● MATERIAL PROVIDED:
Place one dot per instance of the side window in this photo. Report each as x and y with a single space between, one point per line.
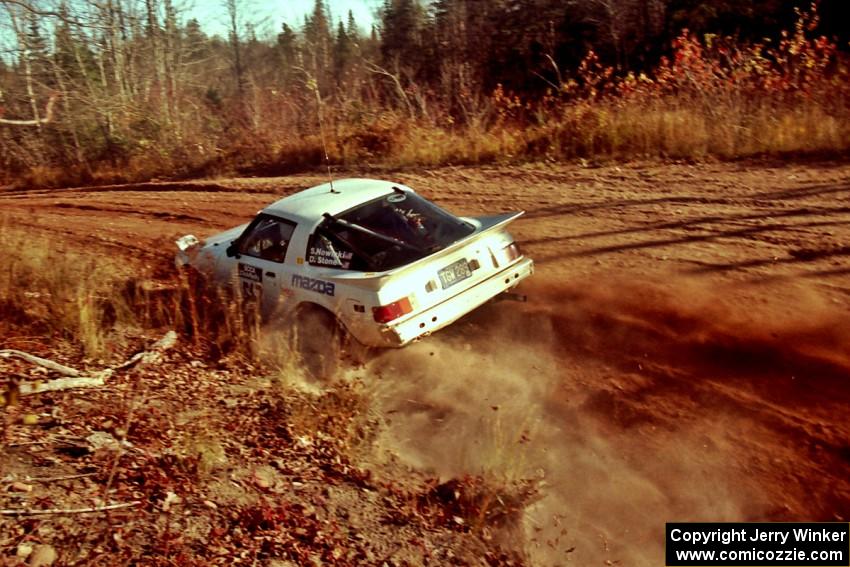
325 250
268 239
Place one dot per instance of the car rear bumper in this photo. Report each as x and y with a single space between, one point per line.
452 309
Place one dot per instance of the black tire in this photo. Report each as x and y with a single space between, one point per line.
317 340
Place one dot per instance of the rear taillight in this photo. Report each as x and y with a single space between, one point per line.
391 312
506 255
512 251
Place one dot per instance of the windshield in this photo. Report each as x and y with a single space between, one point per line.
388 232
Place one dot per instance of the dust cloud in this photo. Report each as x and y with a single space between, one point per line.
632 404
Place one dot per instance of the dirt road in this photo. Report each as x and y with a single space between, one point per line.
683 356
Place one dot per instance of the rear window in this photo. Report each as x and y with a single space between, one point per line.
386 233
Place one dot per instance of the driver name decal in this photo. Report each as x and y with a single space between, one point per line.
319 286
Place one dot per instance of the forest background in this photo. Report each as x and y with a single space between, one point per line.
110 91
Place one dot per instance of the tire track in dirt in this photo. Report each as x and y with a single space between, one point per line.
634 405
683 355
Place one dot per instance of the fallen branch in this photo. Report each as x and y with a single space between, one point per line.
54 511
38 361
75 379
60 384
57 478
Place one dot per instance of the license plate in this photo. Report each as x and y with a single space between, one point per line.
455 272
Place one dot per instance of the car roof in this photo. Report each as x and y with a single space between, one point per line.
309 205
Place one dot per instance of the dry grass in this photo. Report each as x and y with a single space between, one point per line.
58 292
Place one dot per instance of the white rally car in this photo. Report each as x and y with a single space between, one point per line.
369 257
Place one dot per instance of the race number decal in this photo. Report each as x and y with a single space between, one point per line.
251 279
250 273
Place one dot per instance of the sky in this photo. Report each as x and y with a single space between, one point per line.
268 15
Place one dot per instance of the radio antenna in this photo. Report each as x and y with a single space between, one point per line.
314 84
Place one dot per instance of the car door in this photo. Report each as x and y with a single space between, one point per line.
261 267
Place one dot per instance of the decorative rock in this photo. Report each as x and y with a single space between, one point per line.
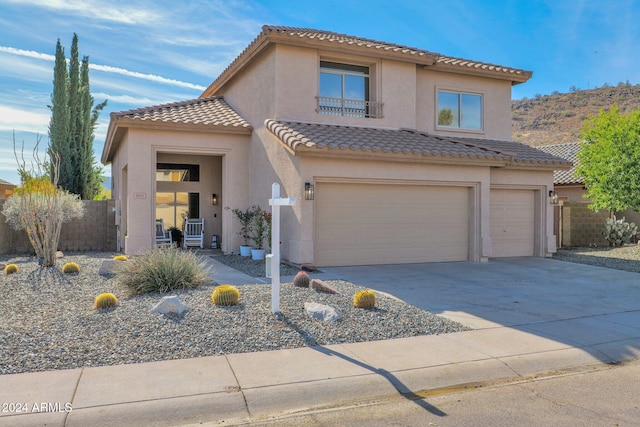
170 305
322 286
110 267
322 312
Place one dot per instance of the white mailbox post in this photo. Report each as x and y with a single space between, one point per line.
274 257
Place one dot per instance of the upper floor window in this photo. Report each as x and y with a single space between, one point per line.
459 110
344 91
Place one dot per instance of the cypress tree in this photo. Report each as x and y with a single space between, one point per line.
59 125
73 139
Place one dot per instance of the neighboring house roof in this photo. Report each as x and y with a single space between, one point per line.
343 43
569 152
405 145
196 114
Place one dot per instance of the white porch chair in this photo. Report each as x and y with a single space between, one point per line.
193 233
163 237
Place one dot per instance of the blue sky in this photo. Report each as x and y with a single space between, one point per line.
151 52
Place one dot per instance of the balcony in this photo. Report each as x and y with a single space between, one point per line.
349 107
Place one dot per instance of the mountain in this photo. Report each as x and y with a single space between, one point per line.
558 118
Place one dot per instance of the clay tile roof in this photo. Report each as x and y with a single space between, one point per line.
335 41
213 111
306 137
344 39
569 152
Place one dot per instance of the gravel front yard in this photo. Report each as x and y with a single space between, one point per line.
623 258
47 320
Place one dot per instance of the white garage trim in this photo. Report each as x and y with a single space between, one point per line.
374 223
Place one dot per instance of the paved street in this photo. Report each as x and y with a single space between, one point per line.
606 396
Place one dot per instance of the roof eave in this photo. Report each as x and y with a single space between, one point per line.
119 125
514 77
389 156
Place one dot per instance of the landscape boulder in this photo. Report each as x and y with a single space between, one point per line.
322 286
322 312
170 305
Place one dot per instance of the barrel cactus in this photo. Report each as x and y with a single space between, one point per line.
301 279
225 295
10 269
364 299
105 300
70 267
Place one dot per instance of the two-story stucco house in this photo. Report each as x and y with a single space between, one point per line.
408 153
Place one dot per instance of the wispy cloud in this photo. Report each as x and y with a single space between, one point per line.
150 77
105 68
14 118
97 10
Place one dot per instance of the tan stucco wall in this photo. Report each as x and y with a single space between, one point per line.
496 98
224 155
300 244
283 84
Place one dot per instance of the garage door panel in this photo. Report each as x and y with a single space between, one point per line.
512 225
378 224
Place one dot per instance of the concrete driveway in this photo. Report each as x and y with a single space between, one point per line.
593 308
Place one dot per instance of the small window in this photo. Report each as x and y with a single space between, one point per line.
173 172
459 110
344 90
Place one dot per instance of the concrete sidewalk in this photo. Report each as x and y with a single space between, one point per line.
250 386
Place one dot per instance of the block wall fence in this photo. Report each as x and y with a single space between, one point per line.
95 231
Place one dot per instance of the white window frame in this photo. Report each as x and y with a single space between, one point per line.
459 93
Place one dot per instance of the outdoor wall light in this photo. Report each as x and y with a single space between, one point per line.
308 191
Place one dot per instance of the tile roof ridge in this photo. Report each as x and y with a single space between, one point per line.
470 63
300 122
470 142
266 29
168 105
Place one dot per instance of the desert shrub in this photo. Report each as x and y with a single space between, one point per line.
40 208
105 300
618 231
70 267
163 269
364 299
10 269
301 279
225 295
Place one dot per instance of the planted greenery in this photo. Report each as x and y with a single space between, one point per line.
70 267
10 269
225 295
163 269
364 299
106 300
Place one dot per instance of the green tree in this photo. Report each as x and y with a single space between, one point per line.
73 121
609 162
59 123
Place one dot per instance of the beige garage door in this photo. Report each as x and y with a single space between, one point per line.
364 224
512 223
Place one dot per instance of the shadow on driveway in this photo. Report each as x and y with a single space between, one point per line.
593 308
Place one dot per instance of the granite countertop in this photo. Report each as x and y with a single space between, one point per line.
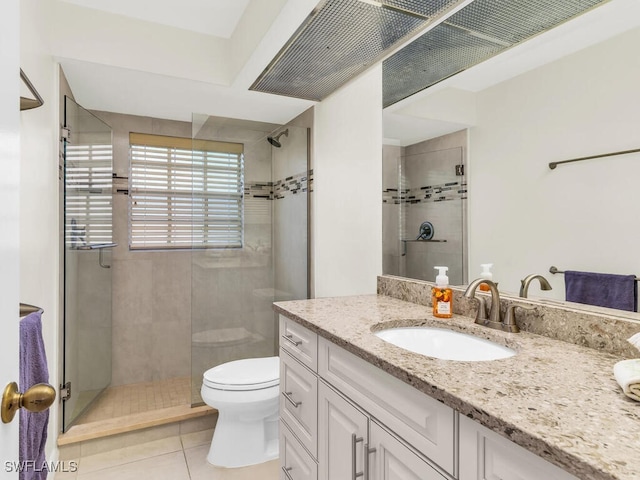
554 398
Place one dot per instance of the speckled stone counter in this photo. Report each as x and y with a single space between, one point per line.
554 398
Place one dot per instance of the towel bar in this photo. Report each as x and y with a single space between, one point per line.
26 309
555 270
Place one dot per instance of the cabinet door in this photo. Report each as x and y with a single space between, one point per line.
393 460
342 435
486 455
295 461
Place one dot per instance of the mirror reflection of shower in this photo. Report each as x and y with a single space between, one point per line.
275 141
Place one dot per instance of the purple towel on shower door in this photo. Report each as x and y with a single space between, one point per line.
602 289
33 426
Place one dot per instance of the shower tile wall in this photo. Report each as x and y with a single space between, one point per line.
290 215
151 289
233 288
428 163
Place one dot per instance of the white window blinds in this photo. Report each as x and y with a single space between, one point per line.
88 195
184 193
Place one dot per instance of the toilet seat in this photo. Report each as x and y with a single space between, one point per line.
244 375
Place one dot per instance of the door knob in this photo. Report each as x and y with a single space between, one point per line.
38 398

● EXERCISE BRIEF:
Please restate the whole listing exactly, without any of its pictures.

● YOUR SOLUTION:
Place one dot per instance of the side window in this photo. Report each as x and y with a single space between, one point per line.
325 250
268 239
Place one dot per instance of the car rear bumper in this photo. Report each as x and y with a single space between, one point per line.
452 309
Place one dot per instance of the black tire in this photo. Report each as x and y with a single space between, one point per line.
317 340
Place one dot per instance of the rear taillight in this photo. Report each as x and y with a single space between, one point per line.
391 312
506 255
512 251
Place one dot per instance of the windshield in this photo. Report each as x and y with a single space between, one point per line.
388 232
Place one dot per instance of the dust cloud in this photo. Report each as x and y with a single space between, one point per line.
632 404
Place one dot per instance of the dirt road in this photo. Report each as x and y with a single space between, one point per line.
683 356
Place one dot per instance of the rear window in this photo. Report each as x and y with a single space between, one point per line.
386 233
Place one dot per instance of the driver name decal in this photo. Report each as x and y with a single space between, one point per line.
319 286
Place one dot per instance of the forest background in this photo. Report each as x and y with a single space between, one point per line.
110 91
Place one dot per instance of the tire track in dirt in this photo. Report each as x and y with a single space between, one point per line.
634 405
683 355
Place one dot per instance of the fallen branch in this photo. Report each as x and y with a single space between, one point per line.
54 511
38 361
75 379
60 384
57 478
Place one dot per instance of the license plate in this photo. Report each as x and y with a single space between, one point per line.
455 272
Place one dot per instance of the car roof in this photo. Report each as x and y with a single space between, one point per line.
309 205
Place one dot per instance of the dry grass in this photo. Report each as x and y with a single space between, one point per line.
58 292
Place one dot per instance of the white rally car in this photo. Report each as x and y with a single space between, one point per line.
369 257
Place one dot per instance of the race number decal in this photo. Report each as x and y with a single space between, one point per line.
251 279
250 273
Place one dot per instance of the sky in this photo. Report each as x and y with a single space between, one point per line.
268 15
Place one dot per instance of the radio antenna in this photo. Report each as x and y with a single space between, one point per line.
314 84
Place one dot per instance of the car door in this photo. Report each as x and y with a single space between, one point per line.
261 267
Place one dot per instance of the decorative rock in this photo. Report each as x and y with a single space between, one point per line.
170 305
322 286
110 267
322 312
Place one dot per instance of the white mailbox post in this photo. Report each as x and y with a single space between, one point per line.
274 257
Place one dot per instance of the upper floor window in this photo. Report each as x and y with a single space between, one point per line.
459 110
344 91
Place one dot per instance of the cypress tree in this photo. Report each as x and y with a single space between, one point per line.
59 125
73 139
Place one dot per instance of the neighboring house roof in this photo. Report each as x and y with a single space between, one point per line.
343 43
569 152
405 145
196 114
Place one dot per instance of the white porch chair in this photo. Report each as x and y with a single space between, one point per line.
193 233
163 237
Place one dot per instance of the blue sky in this photo. Report each as x and y with a single space between, one point per line.
151 52
Place one dot per instance of the balcony in this photo. Report each as x and y with a single space between, one point per line.
349 107
Place one dot per instance of the mountain in this photo. Report each as x and y with a single space between, one point per line.
558 118
Place one dot per instance of the clay tile roof in this photo. Report each as x and y with a single space between, one point per line.
335 41
213 111
306 137
344 39
569 152
Place one dot per instance of the gravel front yard in this photo. Report each as x and y with a single space between, one point per line.
623 258
47 320
Place one dot per instance of the white garage trim in this photo. Report each as x and y with a single space between, one point per line.
374 223
Place one dot per instance of the paved street in this photo. Report each as x and y with a single space between, one point per line.
606 396
Place one dot per instance of the roof eave in this photo. Report each as x and y with a single space between, one point per line.
119 125
514 77
389 156
Place one dot per instance of the landscape boulder in this photo. Report each as x and y with a single space between, one point per line.
322 286
322 312
170 305
Place one dot per instance of the barrel cactus in this photo. Report each as x and y with a single space between, one point per line.
301 279
225 295
10 269
364 299
105 300
70 267
Place one dot per instance of the two-story stucco house in this photo. Report each as x and y with a single space between, one point per line.
408 153
Place one dot per instance of the wispy cloud in this photo. Report each as x and y with a single space between, one point per line.
150 77
105 68
14 118
97 10
Place one dot per instance of the tan stucco wall in this photo. Report each as x and y with a single space between, one point per line.
496 98
224 155
300 244
283 84
Place one dot per instance of the garage door panel in this photo. Report each as x and y with a single space between, one point per line.
512 225
378 224
Place one dot per instance of the concrete driveway in this photo. Report each as x and y with a single space between, one point per line.
593 308
Place one dot per instance of the small window in this photo. Report each as x and y with a single space between, one point per line.
173 172
459 110
344 90
Place one dot per instance of the concrete sidewalk in this photo. Report each as x and y with a single space between, one point per line.
250 386
Place one dot per instance of the block wall fence in this photo. Report each as x and y with a single space between, one point per line.
95 231
Place one dot per instance of the white window frame in this photo. Report each as x and y with a single space between, one point per line.
459 93
Place one dot per instance of the outdoor wall light in this photo. Report each as x and y with a single space between, one point per line.
308 191
Place one dot per instance of the tile roof ridge in this photo. Report each as x and y with a single space between, one point per line.
470 63
300 122
470 142
266 29
168 105
Place one dot per instance of the desert shrub in this photo. Report each as x and y with a single space between, one point per line.
40 208
105 300
618 231
70 267
163 269
364 299
10 269
301 279
225 295
Place one dot per instance of the planted greenery in this photo. Report each as x and y with a single space between, one point per line.
70 267
10 269
225 295
163 269
364 299
106 300
Place one dot per instance of the green tree in this photo. Report each as x and y with a single space between, one point per line.
73 121
609 162
59 123
Place one dot per instance of the beige garage door in this photo. Report each as x and y with a single space between, one point per line.
364 224
512 223
Place one dot per instance of the shadow on driveway in this photo. Report each as x and y with a single space between, one point per line.
593 308
Place one dot per instance of the granite countertop in this photo. Report each as x and y with a single space between, one point per line.
554 398
Place one dot per instance of the speckled stone counter in this photo. Report each as x and y with a single space between, one point per line.
554 398
Place one dot per instance of the towel bar in this photo. Report each as x and y with a single space between, one point per line.
26 309
555 270
Place one dot per instance of the cabinet door in this photo. Report each as x and y with a single space between, one point per line.
393 460
342 435
486 455
295 461
Place one dot per instance of the mirror reflection of shower in this photo. Report each as x and y with a single space between, one point per line.
275 141
Place one dot per instance of the purple towel on shower door in this photo. Report each as x and y with a single space between, one point per line.
602 289
33 426
Place one dot per instance of the shower tile wall in this photo. Report each as x and y with a single space between, one point per line.
290 215
151 289
233 288
428 163
Place one dot per instance of the white window blinds in this photo. Report each as x and y with a single space between, one point per line.
88 195
184 193
Place one dot per instance of the toilet seat in this photo. Report each as x and y with a single space between, one point per line.
244 375
Place one dot per instance of the door knob in this photo. Report each as x and y with a single space between, one point per line.
38 398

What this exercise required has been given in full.